ESERCIZIO SCRITTO: Riscrivi tutto il materiale sostituendo "annotator" con "reviewer" e lasciando invariato tutto il resto. Non riportare le immagini nella risposta.

MATERIALE:
• • • • • • •

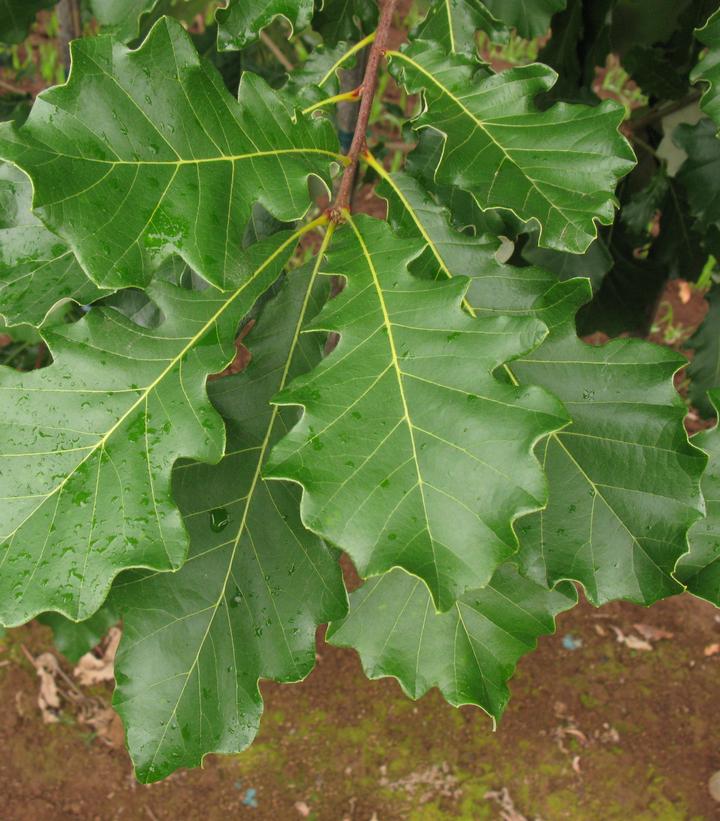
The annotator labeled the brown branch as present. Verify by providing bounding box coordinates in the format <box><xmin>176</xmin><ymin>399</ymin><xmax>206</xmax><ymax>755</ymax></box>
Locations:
<box><xmin>330</xmin><ymin>0</ymin><xmax>397</xmax><ymax>222</ymax></box>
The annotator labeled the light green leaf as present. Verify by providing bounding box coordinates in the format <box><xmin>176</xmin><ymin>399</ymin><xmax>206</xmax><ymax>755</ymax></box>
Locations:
<box><xmin>675</xmin><ymin>390</ymin><xmax>720</xmax><ymax>607</ymax></box>
<box><xmin>265</xmin><ymin>216</ymin><xmax>565</xmax><ymax>610</ymax></box>
<box><xmin>215</xmin><ymin>0</ymin><xmax>314</xmax><ymax>51</ymax></box>
<box><xmin>0</xmin><ymin>227</ymin><xmax>299</xmax><ymax>626</ymax></box>
<box><xmin>113</xmin><ymin>250</ymin><xmax>347</xmax><ymax>781</ymax></box>
<box><xmin>417</xmin><ymin>0</ymin><xmax>510</xmax><ymax>54</ymax></box>
<box><xmin>0</xmin><ymin>0</ymin><xmax>55</xmax><ymax>43</ymax></box>
<box><xmin>687</xmin><ymin>285</ymin><xmax>720</xmax><ymax>417</ymax></box>
<box><xmin>389</xmin><ymin>41</ymin><xmax>635</xmax><ymax>253</ymax></box>
<box><xmin>690</xmin><ymin>10</ymin><xmax>720</xmax><ymax>128</ymax></box>
<box><xmin>38</xmin><ymin>602</ymin><xmax>120</xmax><ymax>664</ymax></box>
<box><xmin>328</xmin><ymin>563</ymin><xmax>577</xmax><ymax>721</ymax></box>
<box><xmin>0</xmin><ymin>18</ymin><xmax>337</xmax><ymax>288</ymax></box>
<box><xmin>0</xmin><ymin>163</ymin><xmax>107</xmax><ymax>327</ymax></box>
<box><xmin>382</xmin><ymin>168</ymin><xmax>705</xmax><ymax>604</ymax></box>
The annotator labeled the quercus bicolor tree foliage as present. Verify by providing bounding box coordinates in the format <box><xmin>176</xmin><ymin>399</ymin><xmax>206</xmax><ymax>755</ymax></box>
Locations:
<box><xmin>0</xmin><ymin>0</ymin><xmax>720</xmax><ymax>781</ymax></box>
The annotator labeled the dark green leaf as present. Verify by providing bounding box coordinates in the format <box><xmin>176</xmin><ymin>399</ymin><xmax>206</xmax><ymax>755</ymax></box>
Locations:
<box><xmin>690</xmin><ymin>10</ymin><xmax>720</xmax><ymax>128</ymax></box>
<box><xmin>0</xmin><ymin>227</ymin><xmax>298</xmax><ymax>625</ymax></box>
<box><xmin>386</xmin><ymin>168</ymin><xmax>705</xmax><ymax>604</ymax></box>
<box><xmin>38</xmin><ymin>602</ymin><xmax>120</xmax><ymax>664</ymax></box>
<box><xmin>215</xmin><ymin>0</ymin><xmax>314</xmax><ymax>51</ymax></box>
<box><xmin>0</xmin><ymin>18</ymin><xmax>338</xmax><ymax>288</ymax></box>
<box><xmin>265</xmin><ymin>216</ymin><xmax>564</xmax><ymax>610</ymax></box>
<box><xmin>328</xmin><ymin>564</ymin><xmax>577</xmax><ymax>721</ymax></box>
<box><xmin>391</xmin><ymin>41</ymin><xmax>635</xmax><ymax>253</ymax></box>
<box><xmin>687</xmin><ymin>285</ymin><xmax>720</xmax><ymax>417</ymax></box>
<box><xmin>114</xmin><ymin>255</ymin><xmax>346</xmax><ymax>781</ymax></box>
<box><xmin>0</xmin><ymin>163</ymin><xmax>107</xmax><ymax>327</ymax></box>
<box><xmin>675</xmin><ymin>390</ymin><xmax>720</xmax><ymax>607</ymax></box>
<box><xmin>416</xmin><ymin>0</ymin><xmax>510</xmax><ymax>54</ymax></box>
<box><xmin>0</xmin><ymin>0</ymin><xmax>55</xmax><ymax>43</ymax></box>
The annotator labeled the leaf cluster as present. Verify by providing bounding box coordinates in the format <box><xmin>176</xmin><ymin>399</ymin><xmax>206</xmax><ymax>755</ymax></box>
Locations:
<box><xmin>0</xmin><ymin>0</ymin><xmax>720</xmax><ymax>781</ymax></box>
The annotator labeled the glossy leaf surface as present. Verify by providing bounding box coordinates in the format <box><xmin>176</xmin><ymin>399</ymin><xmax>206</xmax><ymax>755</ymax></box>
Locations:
<box><xmin>690</xmin><ymin>10</ymin><xmax>720</xmax><ymax>128</ymax></box>
<box><xmin>0</xmin><ymin>163</ymin><xmax>107</xmax><ymax>327</ymax></box>
<box><xmin>0</xmin><ymin>0</ymin><xmax>54</xmax><ymax>43</ymax></box>
<box><xmin>417</xmin><ymin>0</ymin><xmax>510</xmax><ymax>54</ymax></box>
<box><xmin>0</xmin><ymin>227</ymin><xmax>297</xmax><ymax>625</ymax></box>
<box><xmin>687</xmin><ymin>285</ymin><xmax>720</xmax><ymax>417</ymax></box>
<box><xmin>0</xmin><ymin>18</ymin><xmax>337</xmax><ymax>287</ymax></box>
<box><xmin>265</xmin><ymin>216</ymin><xmax>564</xmax><ymax>610</ymax></box>
<box><xmin>484</xmin><ymin>0</ymin><xmax>568</xmax><ymax>39</ymax></box>
<box><xmin>392</xmin><ymin>41</ymin><xmax>634</xmax><ymax>253</ymax></box>
<box><xmin>38</xmin><ymin>602</ymin><xmax>120</xmax><ymax>664</ymax></box>
<box><xmin>114</xmin><ymin>256</ymin><xmax>346</xmax><ymax>781</ymax></box>
<box><xmin>328</xmin><ymin>563</ymin><xmax>577</xmax><ymax>720</ymax></box>
<box><xmin>383</xmin><ymin>175</ymin><xmax>705</xmax><ymax>604</ymax></box>
<box><xmin>215</xmin><ymin>0</ymin><xmax>314</xmax><ymax>51</ymax></box>
<box><xmin>675</xmin><ymin>390</ymin><xmax>720</xmax><ymax>607</ymax></box>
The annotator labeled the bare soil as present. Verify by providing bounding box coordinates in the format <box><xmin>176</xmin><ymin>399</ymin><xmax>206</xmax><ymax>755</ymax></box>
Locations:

• • • • • • •

RISPOSTA QUI SOTTO:
The reviewer labeled the brown branch as present. Verify by providing bounding box coordinates in the format <box><xmin>176</xmin><ymin>399</ymin><xmax>206</xmax><ymax>755</ymax></box>
Locations:
<box><xmin>330</xmin><ymin>0</ymin><xmax>397</xmax><ymax>222</ymax></box>
The reviewer labeled the light green leaf as present. Verify by providing bounding box coordinates in the format <box><xmin>176</xmin><ymin>399</ymin><xmax>206</xmax><ymax>755</ymax></box>
Locations:
<box><xmin>675</xmin><ymin>390</ymin><xmax>720</xmax><ymax>607</ymax></box>
<box><xmin>265</xmin><ymin>216</ymin><xmax>565</xmax><ymax>610</ymax></box>
<box><xmin>215</xmin><ymin>0</ymin><xmax>314</xmax><ymax>51</ymax></box>
<box><xmin>0</xmin><ymin>227</ymin><xmax>299</xmax><ymax>626</ymax></box>
<box><xmin>113</xmin><ymin>250</ymin><xmax>347</xmax><ymax>781</ymax></box>
<box><xmin>417</xmin><ymin>0</ymin><xmax>510</xmax><ymax>54</ymax></box>
<box><xmin>0</xmin><ymin>0</ymin><xmax>55</xmax><ymax>43</ymax></box>
<box><xmin>687</xmin><ymin>285</ymin><xmax>720</xmax><ymax>417</ymax></box>
<box><xmin>389</xmin><ymin>41</ymin><xmax>635</xmax><ymax>253</ymax></box>
<box><xmin>690</xmin><ymin>10</ymin><xmax>720</xmax><ymax>128</ymax></box>
<box><xmin>38</xmin><ymin>602</ymin><xmax>120</xmax><ymax>664</ymax></box>
<box><xmin>328</xmin><ymin>563</ymin><xmax>577</xmax><ymax>721</ymax></box>
<box><xmin>0</xmin><ymin>18</ymin><xmax>337</xmax><ymax>288</ymax></box>
<box><xmin>0</xmin><ymin>163</ymin><xmax>107</xmax><ymax>327</ymax></box>
<box><xmin>382</xmin><ymin>168</ymin><xmax>705</xmax><ymax>604</ymax></box>
The reviewer labeled the quercus bicolor tree foliage as present. Verify by providing bounding box coordinates in the format <box><xmin>176</xmin><ymin>399</ymin><xmax>206</xmax><ymax>755</ymax></box>
Locations:
<box><xmin>0</xmin><ymin>0</ymin><xmax>720</xmax><ymax>781</ymax></box>
The reviewer labeled the dark green leaf as present. Verify by providing bounding box coordinates in the format <box><xmin>176</xmin><ymin>399</ymin><xmax>206</xmax><ymax>755</ymax></box>
Locations:
<box><xmin>690</xmin><ymin>10</ymin><xmax>720</xmax><ymax>128</ymax></box>
<box><xmin>0</xmin><ymin>227</ymin><xmax>298</xmax><ymax>625</ymax></box>
<box><xmin>386</xmin><ymin>168</ymin><xmax>705</xmax><ymax>604</ymax></box>
<box><xmin>38</xmin><ymin>602</ymin><xmax>120</xmax><ymax>664</ymax></box>
<box><xmin>215</xmin><ymin>0</ymin><xmax>314</xmax><ymax>51</ymax></box>
<box><xmin>0</xmin><ymin>18</ymin><xmax>338</xmax><ymax>288</ymax></box>
<box><xmin>265</xmin><ymin>216</ymin><xmax>564</xmax><ymax>610</ymax></box>
<box><xmin>328</xmin><ymin>564</ymin><xmax>577</xmax><ymax>721</ymax></box>
<box><xmin>391</xmin><ymin>41</ymin><xmax>635</xmax><ymax>253</ymax></box>
<box><xmin>687</xmin><ymin>285</ymin><xmax>720</xmax><ymax>417</ymax></box>
<box><xmin>114</xmin><ymin>255</ymin><xmax>346</xmax><ymax>781</ymax></box>
<box><xmin>0</xmin><ymin>163</ymin><xmax>107</xmax><ymax>327</ymax></box>
<box><xmin>675</xmin><ymin>390</ymin><xmax>720</xmax><ymax>607</ymax></box>
<box><xmin>416</xmin><ymin>0</ymin><xmax>510</xmax><ymax>54</ymax></box>
<box><xmin>0</xmin><ymin>0</ymin><xmax>55</xmax><ymax>43</ymax></box>
The reviewer labeled the leaf cluster as present. Verify by providing bounding box coordinates in the format <box><xmin>176</xmin><ymin>399</ymin><xmax>206</xmax><ymax>755</ymax></box>
Locations:
<box><xmin>0</xmin><ymin>0</ymin><xmax>720</xmax><ymax>781</ymax></box>
The reviewer labeled the glossy leaf surface as present. Verify by providing bounding box coordinates in the format <box><xmin>176</xmin><ymin>399</ymin><xmax>206</xmax><ymax>755</ymax></box>
Locations:
<box><xmin>690</xmin><ymin>10</ymin><xmax>720</xmax><ymax>128</ymax></box>
<box><xmin>0</xmin><ymin>163</ymin><xmax>107</xmax><ymax>327</ymax></box>
<box><xmin>0</xmin><ymin>0</ymin><xmax>54</xmax><ymax>43</ymax></box>
<box><xmin>417</xmin><ymin>0</ymin><xmax>510</xmax><ymax>54</ymax></box>
<box><xmin>0</xmin><ymin>227</ymin><xmax>297</xmax><ymax>625</ymax></box>
<box><xmin>687</xmin><ymin>285</ymin><xmax>720</xmax><ymax>417</ymax></box>
<box><xmin>0</xmin><ymin>18</ymin><xmax>337</xmax><ymax>287</ymax></box>
<box><xmin>265</xmin><ymin>216</ymin><xmax>564</xmax><ymax>610</ymax></box>
<box><xmin>484</xmin><ymin>0</ymin><xmax>568</xmax><ymax>39</ymax></box>
<box><xmin>392</xmin><ymin>41</ymin><xmax>634</xmax><ymax>253</ymax></box>
<box><xmin>38</xmin><ymin>602</ymin><xmax>120</xmax><ymax>664</ymax></box>
<box><xmin>114</xmin><ymin>256</ymin><xmax>346</xmax><ymax>781</ymax></box>
<box><xmin>328</xmin><ymin>563</ymin><xmax>577</xmax><ymax>720</ymax></box>
<box><xmin>383</xmin><ymin>175</ymin><xmax>705</xmax><ymax>604</ymax></box>
<box><xmin>215</xmin><ymin>0</ymin><xmax>314</xmax><ymax>51</ymax></box>
<box><xmin>675</xmin><ymin>390</ymin><xmax>720</xmax><ymax>607</ymax></box>
The reviewer labeled the bare soil as present. Verify by providing bounding box coordinates in the format <box><xmin>176</xmin><ymin>399</ymin><xmax>206</xmax><ymax>755</ymax></box>
Locations:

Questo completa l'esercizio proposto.